Can you write out every line below again, word for word, without changing anything?

-------- Data --------

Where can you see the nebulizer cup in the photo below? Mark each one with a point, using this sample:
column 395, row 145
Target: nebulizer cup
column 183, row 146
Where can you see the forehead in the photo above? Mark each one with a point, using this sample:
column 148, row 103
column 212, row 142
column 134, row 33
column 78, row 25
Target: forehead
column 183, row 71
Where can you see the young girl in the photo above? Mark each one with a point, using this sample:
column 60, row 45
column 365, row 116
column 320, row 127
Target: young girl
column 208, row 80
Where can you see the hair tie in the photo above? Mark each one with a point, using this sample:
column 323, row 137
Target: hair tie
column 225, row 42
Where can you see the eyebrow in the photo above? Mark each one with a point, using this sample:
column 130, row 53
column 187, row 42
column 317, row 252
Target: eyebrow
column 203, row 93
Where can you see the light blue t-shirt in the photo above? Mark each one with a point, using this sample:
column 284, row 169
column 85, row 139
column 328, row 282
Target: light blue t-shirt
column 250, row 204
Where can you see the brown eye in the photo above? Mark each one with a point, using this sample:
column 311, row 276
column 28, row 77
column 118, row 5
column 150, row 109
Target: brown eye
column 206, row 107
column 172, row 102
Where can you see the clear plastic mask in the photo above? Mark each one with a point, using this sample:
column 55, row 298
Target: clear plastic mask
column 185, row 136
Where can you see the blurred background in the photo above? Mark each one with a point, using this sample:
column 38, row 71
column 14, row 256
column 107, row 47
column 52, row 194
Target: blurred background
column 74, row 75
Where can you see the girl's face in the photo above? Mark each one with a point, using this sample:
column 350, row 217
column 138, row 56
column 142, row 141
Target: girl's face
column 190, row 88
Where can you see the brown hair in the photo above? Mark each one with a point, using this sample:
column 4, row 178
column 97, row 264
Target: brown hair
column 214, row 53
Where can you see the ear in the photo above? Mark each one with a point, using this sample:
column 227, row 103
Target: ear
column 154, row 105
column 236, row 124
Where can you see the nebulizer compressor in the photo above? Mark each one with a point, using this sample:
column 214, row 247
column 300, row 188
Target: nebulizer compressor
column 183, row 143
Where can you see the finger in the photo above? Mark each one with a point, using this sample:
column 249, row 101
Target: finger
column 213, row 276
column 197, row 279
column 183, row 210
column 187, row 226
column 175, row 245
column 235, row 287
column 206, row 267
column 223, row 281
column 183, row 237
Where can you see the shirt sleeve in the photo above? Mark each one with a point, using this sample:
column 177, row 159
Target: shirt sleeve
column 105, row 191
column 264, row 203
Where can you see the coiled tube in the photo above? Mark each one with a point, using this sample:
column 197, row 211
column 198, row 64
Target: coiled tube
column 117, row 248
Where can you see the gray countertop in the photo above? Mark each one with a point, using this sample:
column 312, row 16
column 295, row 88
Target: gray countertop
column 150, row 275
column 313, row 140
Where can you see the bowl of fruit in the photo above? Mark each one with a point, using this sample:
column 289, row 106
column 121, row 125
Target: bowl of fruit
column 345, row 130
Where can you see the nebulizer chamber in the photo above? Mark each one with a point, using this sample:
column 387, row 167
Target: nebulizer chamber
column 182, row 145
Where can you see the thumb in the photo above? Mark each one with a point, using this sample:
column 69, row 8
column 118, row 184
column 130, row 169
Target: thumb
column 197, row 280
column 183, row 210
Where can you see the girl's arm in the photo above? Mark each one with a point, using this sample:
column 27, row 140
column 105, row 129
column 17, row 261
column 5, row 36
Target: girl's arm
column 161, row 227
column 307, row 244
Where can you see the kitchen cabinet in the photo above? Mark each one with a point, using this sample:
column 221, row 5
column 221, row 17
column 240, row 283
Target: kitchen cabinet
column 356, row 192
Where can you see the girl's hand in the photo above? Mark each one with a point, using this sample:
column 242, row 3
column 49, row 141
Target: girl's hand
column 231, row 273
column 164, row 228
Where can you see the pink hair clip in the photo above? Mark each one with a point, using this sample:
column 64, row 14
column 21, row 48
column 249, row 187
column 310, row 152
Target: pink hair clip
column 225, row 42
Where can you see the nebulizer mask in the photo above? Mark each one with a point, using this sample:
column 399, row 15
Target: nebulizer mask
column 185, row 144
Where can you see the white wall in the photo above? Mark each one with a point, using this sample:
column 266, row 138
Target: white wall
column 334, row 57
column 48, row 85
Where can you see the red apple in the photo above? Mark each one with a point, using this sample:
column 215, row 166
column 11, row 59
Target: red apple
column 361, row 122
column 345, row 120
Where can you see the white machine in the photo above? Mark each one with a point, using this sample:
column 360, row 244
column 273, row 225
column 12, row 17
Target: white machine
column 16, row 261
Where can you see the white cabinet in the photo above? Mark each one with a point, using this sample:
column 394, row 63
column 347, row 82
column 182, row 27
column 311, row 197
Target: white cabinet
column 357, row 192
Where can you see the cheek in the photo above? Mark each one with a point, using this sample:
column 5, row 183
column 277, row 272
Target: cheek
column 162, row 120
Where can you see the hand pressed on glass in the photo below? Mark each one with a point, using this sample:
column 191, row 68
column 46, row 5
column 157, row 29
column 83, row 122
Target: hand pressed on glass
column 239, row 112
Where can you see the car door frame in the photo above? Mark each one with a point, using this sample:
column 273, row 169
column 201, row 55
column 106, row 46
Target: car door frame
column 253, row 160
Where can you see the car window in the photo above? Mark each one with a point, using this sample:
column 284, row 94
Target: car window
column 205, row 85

--------

• **Task result**
Where can you see the nebulizer cup in the photo below? Mark each one with a point, using this sample:
column 395, row 145
Target: nebulizer cup
column 183, row 146
Where can you see the forehead in the photo above? Mark each one with a point, using this sample:
column 148, row 103
column 212, row 142
column 134, row 33
column 78, row 25
Target: forehead
column 183, row 71
Where can you see the young girl in the photo above? Mark each one with a point, using this sample:
column 60, row 45
column 365, row 116
column 320, row 127
Target: young girl
column 208, row 80
Where can you see the hair tie in the photo above? Mark each one with a point, using this sample:
column 323, row 137
Target: hair tie
column 225, row 42
Where can you see the eyebrow in the photo above? Mark each one with a point, using this sample:
column 130, row 53
column 187, row 42
column 317, row 252
Target: eyebrow
column 203, row 93
Where can you see the light blue t-shirt in the photo above? Mark each one with a point, using this sample:
column 284, row 169
column 85, row 139
column 328, row 282
Target: light blue t-shirt
column 250, row 204
Where can you see the brown eye in the photo above? Mark each one with a point, using this sample:
column 311, row 276
column 28, row 77
column 118, row 5
column 150, row 109
Target: brown eye
column 206, row 107
column 172, row 102
Where can you see the clear plastic mask in the photo above? Mark each one with a point, using this sample:
column 55, row 298
Target: clear plastic mask
column 185, row 136
Where can you see the blurred background in the photo above? Mark each one with a point, using this sample:
column 38, row 71
column 14, row 256
column 107, row 47
column 52, row 194
Target: blurred background
column 74, row 75
Where can you see the girl's face in the photo above? Mark each one with a point, using this sample:
column 350, row 217
column 138, row 56
column 142, row 141
Target: girl's face
column 190, row 88
Where can you see the brown hair in the photo above? Mark each one with a point, using this sample:
column 4, row 178
column 97, row 264
Target: brown hair
column 214, row 53
Where can you see the ear in the photo above? Mark each one with a point, using this sample:
column 227, row 103
Target: ear
column 154, row 105
column 236, row 124
Where can you see the nebulizer compressor in the photo above? Mark each one with a point, using this sample:
column 214, row 247
column 300, row 188
Target: nebulizer compressor
column 183, row 143
Where can you see the finger in the photo above? Mark each one with a point, using this sample:
column 249, row 101
Target: finger
column 213, row 276
column 197, row 279
column 183, row 210
column 187, row 226
column 175, row 245
column 235, row 287
column 206, row 267
column 223, row 281
column 183, row 237
Where can you see the shirt sleeve in the photo above? Mark each one with a point, using this sample:
column 177, row 159
Target: shirt sleeve
column 105, row 191
column 264, row 203
Where can you see the coiled tube in the photo above? Mark each one with a point, using this sample:
column 197, row 211
column 198, row 64
Target: coiled tube
column 117, row 248
Where can you see the gray countertop in the photo above? Mark each one with a point, using this sample:
column 312, row 16
column 295, row 88
Target: gray countertop
column 150, row 275
column 313, row 140
Where can you see the bowl of fruit in the photo above? Mark each one with a point, using this sample:
column 289, row 106
column 121, row 125
Target: bowl of fruit
column 345, row 130
Where can you see the nebulizer chamber in the photo above? Mark each one with a point, using this sample:
column 387, row 167
Target: nebulizer chamber
column 182, row 145
Where can you see the thumb in the photo above? Mark each one with a point, using this sample:
column 69, row 8
column 118, row 184
column 130, row 169
Target: thumb
column 197, row 280
column 183, row 210
Where can you see the girl's arm in the photo above? Mark each one with a point, using this sample:
column 27, row 140
column 105, row 129
column 17, row 261
column 5, row 36
Target: girl's arm
column 161, row 227
column 307, row 244
Where can you see the kitchen cabinet in the photo above? Mark each one with a point, using this sample:
column 221, row 5
column 221, row 17
column 240, row 283
Target: kitchen cabinet
column 356, row 192
Where can you see the girl's hand in the photo above? Mark each one with a point, using this sample:
column 242, row 3
column 49, row 141
Target: girl's hand
column 231, row 273
column 164, row 228
Where can you see the pink hair clip in the photo above? Mark each one with a point, using this sample:
column 64, row 14
column 21, row 48
column 249, row 187
column 310, row 152
Target: pink hair clip
column 225, row 42
Where can you see the nebulizer mask in the photo above? Mark each one with a point, using this sample:
column 399, row 15
Target: nebulizer mask
column 185, row 144
Where can you see the white wall in the photo above? Mark each one with a point, using this sample:
column 266, row 138
Target: white wall
column 334, row 57
column 48, row 85
Where can you see the red apple in the photo above? Mark each one with a point, using this sample:
column 215, row 166
column 11, row 59
Target: red apple
column 361, row 122
column 345, row 120
Where can you see the white machine in the photo above? Mark each one with a point, using this sample:
column 360, row 244
column 273, row 225
column 12, row 17
Target: white machine
column 16, row 261
Where can you see the white cabinet in the photo above? Mark each one with a point, using this sample:
column 394, row 63
column 347, row 82
column 182, row 27
column 311, row 197
Target: white cabinet
column 357, row 192
Where can you see the cheek in the photo above? Mark each one with a point, using this sample:
column 5, row 183
column 277, row 272
Target: cheek
column 162, row 120
Where can you see the hand pressed on glass in the photo below? Mark each one with a point, using this sample:
column 191, row 68
column 46, row 5
column 157, row 29
column 83, row 122
Target: hand pressed on glass
column 239, row 112
Where can you see the car door frame in the photo above? Mark each one with a point, using this sample:
column 273, row 169
column 201, row 55
column 106, row 46
Target: car door frame
column 253, row 160
Where can you see the car window in the photo above? Mark each one with a point, using this sample:
column 284, row 94
Target: car window
column 205, row 85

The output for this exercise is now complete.